Exercise prompt
Please return only the lines from the one holding "column 187, row 216" through the one holding "column 67, row 130", exactly as they appear in the records below, both ends included.
=== Section Start ===
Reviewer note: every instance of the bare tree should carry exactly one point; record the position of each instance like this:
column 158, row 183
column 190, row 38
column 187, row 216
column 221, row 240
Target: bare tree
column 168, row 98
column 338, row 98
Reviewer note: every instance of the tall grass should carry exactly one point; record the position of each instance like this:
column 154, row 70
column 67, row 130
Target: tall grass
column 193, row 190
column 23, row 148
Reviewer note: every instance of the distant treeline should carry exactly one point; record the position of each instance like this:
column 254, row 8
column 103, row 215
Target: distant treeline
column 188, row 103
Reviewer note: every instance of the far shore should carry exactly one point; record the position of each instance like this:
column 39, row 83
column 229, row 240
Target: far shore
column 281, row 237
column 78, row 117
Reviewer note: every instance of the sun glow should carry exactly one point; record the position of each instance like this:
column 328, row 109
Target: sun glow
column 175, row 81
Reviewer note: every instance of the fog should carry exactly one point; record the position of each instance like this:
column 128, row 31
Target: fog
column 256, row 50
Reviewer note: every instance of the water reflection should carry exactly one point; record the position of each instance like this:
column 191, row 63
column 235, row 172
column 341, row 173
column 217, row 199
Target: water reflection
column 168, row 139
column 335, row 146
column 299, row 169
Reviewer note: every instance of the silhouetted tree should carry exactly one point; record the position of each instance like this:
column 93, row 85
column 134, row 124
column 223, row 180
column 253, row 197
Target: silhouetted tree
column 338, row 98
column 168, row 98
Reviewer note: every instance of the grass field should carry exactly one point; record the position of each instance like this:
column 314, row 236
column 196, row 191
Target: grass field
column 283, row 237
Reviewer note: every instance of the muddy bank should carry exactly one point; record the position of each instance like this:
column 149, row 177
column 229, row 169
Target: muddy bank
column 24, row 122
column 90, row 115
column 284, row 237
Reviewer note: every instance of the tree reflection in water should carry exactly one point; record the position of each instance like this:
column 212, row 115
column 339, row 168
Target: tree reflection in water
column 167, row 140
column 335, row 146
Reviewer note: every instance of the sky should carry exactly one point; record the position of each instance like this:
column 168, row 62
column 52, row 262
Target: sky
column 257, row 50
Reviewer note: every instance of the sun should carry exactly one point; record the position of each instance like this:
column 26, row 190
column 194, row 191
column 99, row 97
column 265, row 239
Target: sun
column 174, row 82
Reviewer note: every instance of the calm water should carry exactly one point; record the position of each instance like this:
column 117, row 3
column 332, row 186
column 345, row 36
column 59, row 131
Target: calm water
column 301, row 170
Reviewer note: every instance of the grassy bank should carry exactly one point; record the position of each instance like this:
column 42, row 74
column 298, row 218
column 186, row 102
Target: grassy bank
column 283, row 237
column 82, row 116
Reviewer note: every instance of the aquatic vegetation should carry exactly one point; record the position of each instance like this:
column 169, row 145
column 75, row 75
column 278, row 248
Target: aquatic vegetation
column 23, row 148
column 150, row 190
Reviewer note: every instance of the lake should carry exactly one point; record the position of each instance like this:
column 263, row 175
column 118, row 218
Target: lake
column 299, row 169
=== Section End ===
=== Section Start ===
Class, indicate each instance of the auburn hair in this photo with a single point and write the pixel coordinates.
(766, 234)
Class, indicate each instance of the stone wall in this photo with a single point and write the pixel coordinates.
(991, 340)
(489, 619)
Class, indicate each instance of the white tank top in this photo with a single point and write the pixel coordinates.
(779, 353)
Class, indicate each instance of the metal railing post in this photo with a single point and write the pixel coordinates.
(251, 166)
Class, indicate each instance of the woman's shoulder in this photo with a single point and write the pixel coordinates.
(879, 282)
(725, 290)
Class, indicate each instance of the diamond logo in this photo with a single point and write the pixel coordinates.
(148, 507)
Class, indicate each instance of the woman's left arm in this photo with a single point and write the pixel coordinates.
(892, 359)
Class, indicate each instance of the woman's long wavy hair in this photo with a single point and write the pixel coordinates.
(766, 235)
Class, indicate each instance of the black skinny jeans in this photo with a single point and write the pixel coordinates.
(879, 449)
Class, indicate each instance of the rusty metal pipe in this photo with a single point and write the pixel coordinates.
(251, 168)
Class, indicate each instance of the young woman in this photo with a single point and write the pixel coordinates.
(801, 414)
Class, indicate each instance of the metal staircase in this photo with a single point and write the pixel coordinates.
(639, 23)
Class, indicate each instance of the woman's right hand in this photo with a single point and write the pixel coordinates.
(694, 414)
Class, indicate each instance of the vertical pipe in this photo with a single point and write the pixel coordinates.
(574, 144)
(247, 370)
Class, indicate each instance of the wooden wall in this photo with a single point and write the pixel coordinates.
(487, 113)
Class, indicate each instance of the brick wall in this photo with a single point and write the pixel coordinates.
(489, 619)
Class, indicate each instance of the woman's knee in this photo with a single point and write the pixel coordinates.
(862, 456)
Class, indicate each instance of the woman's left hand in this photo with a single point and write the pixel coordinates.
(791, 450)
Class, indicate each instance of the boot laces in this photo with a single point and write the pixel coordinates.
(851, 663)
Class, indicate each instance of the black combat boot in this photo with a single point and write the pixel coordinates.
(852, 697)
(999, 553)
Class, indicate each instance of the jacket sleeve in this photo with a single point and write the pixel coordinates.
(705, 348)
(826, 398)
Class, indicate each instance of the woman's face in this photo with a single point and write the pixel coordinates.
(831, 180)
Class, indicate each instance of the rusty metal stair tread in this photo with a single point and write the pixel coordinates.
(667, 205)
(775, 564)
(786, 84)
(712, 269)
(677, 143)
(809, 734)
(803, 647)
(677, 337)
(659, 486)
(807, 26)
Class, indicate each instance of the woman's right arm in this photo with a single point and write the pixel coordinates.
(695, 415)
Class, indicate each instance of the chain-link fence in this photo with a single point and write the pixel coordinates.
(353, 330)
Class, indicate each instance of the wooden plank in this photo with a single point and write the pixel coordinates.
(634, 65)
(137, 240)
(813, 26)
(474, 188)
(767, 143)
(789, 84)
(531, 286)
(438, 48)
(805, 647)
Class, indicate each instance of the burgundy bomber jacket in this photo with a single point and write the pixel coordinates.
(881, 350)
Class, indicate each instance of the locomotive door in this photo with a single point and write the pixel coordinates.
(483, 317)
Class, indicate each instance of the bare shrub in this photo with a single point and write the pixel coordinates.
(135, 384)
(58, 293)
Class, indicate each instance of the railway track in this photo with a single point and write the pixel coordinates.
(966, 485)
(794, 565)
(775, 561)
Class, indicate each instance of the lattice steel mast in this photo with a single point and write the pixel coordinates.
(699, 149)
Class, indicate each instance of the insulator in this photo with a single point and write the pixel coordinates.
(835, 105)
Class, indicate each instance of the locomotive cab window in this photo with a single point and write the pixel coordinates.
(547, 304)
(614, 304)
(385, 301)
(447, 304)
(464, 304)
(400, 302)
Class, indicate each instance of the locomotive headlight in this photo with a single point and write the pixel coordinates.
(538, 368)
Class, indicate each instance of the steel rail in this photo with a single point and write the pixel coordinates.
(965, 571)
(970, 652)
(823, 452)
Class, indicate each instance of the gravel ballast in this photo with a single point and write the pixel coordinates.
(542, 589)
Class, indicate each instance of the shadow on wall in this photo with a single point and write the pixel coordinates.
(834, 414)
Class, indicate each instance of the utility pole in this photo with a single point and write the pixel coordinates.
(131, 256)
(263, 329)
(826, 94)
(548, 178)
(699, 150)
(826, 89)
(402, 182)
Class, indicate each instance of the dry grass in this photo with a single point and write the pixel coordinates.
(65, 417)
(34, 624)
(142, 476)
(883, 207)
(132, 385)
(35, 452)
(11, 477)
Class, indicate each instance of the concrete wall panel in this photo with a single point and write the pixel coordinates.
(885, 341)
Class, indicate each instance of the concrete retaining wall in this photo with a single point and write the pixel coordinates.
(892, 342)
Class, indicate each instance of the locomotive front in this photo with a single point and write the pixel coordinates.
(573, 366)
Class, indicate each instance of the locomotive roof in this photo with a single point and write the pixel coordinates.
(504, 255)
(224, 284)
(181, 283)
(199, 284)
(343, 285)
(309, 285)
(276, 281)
=== Section End ===
=== Section Start ===
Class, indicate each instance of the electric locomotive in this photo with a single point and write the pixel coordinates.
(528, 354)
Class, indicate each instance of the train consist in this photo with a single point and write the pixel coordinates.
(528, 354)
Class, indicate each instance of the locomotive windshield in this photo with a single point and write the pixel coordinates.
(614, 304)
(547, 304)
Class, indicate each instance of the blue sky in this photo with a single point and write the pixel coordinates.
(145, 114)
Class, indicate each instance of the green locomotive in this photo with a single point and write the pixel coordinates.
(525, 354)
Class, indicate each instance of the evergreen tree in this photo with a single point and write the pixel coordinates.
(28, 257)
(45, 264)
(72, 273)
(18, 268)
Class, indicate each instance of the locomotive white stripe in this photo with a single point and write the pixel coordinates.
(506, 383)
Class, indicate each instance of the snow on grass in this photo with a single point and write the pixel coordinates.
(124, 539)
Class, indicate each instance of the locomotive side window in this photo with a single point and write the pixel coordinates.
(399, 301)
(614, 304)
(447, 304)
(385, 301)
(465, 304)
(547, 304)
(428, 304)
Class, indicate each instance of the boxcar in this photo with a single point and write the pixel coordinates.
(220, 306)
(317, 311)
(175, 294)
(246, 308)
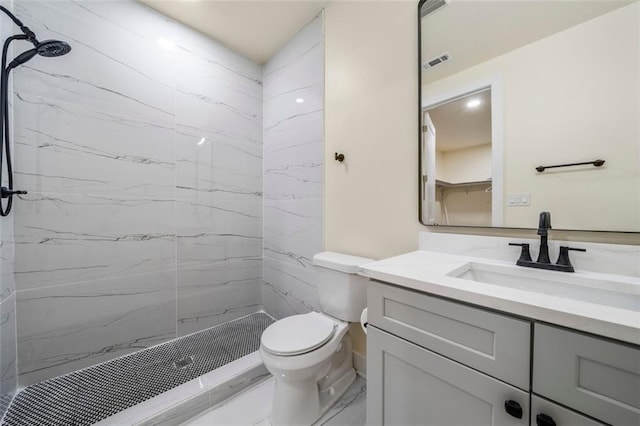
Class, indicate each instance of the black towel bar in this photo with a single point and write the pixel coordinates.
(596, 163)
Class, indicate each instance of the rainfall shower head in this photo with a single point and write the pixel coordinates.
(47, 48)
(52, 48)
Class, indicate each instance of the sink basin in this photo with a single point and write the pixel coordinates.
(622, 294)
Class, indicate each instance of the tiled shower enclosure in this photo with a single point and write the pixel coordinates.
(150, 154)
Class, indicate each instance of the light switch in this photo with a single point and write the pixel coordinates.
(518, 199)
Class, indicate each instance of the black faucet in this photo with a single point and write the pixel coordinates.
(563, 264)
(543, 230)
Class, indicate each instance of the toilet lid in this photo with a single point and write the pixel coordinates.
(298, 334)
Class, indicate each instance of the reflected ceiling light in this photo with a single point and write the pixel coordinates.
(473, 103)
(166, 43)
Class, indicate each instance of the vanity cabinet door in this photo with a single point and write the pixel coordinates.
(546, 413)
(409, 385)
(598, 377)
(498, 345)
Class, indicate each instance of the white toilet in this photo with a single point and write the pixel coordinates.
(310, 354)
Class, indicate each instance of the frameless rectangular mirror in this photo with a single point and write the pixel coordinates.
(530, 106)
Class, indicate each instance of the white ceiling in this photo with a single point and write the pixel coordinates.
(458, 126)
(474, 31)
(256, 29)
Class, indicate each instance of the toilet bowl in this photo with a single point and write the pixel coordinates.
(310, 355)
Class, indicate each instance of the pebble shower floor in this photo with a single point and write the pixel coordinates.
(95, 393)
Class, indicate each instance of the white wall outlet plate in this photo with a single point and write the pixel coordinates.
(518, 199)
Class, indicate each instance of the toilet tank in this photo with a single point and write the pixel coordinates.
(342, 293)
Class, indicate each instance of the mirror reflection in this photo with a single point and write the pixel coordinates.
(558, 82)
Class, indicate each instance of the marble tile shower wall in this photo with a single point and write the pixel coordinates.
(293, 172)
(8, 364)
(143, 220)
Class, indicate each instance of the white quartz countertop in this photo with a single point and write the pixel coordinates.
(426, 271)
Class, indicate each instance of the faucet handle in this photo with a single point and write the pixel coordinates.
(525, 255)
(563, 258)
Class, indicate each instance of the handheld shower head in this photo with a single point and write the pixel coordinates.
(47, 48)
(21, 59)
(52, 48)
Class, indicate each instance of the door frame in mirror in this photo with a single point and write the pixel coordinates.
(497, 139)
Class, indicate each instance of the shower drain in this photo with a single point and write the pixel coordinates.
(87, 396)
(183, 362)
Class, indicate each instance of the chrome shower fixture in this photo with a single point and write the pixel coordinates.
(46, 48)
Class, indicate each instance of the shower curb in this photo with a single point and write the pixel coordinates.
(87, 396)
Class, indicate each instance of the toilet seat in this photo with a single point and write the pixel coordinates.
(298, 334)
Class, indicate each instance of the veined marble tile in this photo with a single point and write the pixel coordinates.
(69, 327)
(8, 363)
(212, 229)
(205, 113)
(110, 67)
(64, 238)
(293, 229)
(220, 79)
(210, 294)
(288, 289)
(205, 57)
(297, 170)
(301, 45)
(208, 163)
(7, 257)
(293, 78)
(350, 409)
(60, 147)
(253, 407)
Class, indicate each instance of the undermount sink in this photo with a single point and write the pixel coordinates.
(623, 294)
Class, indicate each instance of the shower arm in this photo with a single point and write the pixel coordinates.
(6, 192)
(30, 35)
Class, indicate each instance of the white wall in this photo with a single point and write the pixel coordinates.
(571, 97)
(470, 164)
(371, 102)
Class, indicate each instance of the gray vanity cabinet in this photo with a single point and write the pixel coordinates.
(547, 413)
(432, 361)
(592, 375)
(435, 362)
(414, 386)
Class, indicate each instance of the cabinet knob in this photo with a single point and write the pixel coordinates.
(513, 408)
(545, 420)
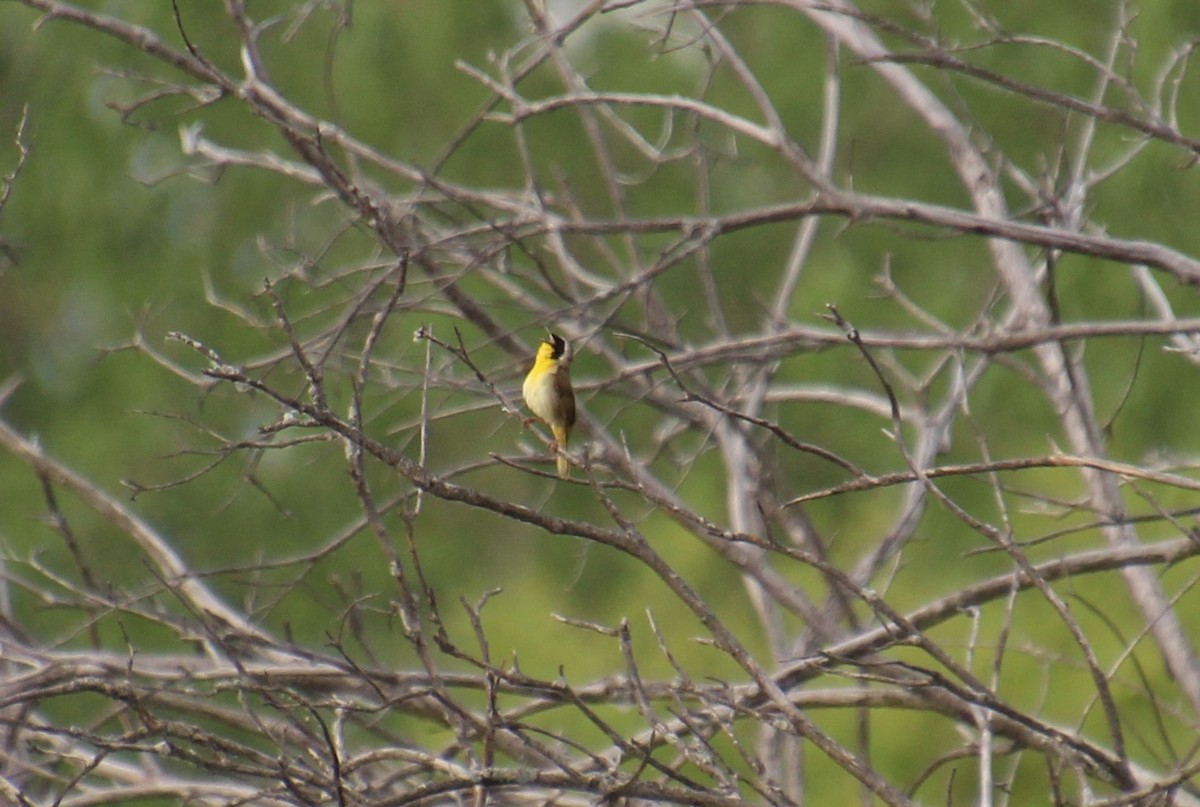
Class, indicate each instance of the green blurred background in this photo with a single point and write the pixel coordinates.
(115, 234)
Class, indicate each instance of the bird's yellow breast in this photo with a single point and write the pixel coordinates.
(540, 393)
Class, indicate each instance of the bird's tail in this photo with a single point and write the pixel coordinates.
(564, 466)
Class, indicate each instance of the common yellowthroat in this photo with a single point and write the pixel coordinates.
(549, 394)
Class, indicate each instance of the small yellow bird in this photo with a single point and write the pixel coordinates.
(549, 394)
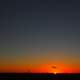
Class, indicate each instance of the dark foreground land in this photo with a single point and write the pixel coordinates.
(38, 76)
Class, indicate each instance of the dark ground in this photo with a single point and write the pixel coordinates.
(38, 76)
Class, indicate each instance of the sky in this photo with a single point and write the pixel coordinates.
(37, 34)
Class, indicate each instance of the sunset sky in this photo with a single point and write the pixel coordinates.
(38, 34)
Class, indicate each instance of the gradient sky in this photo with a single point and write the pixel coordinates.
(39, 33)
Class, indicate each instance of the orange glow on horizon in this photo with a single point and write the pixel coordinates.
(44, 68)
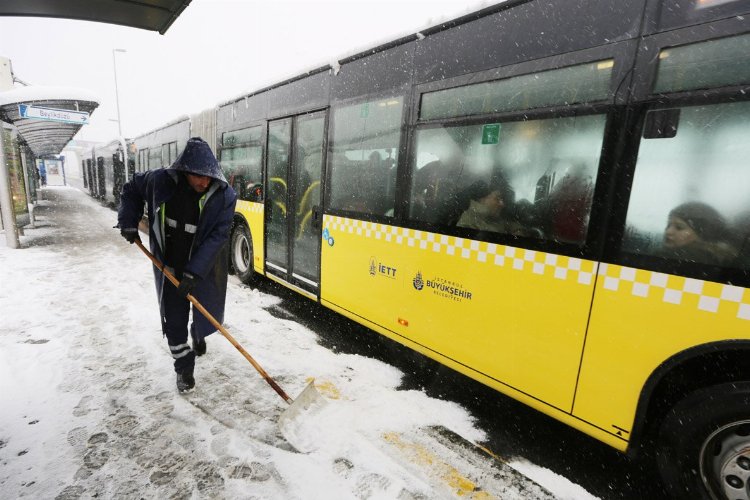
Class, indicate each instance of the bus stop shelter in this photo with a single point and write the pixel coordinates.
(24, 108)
=== Section End ===
Result of the task
column 187, row 216
column 221, row 240
Target: bare tree
column 168, row 98
column 338, row 98
Reviewer note: every instance of the tall grass should carry exactly one point; record the position of each instance like this:
column 154, row 70
column 67, row 130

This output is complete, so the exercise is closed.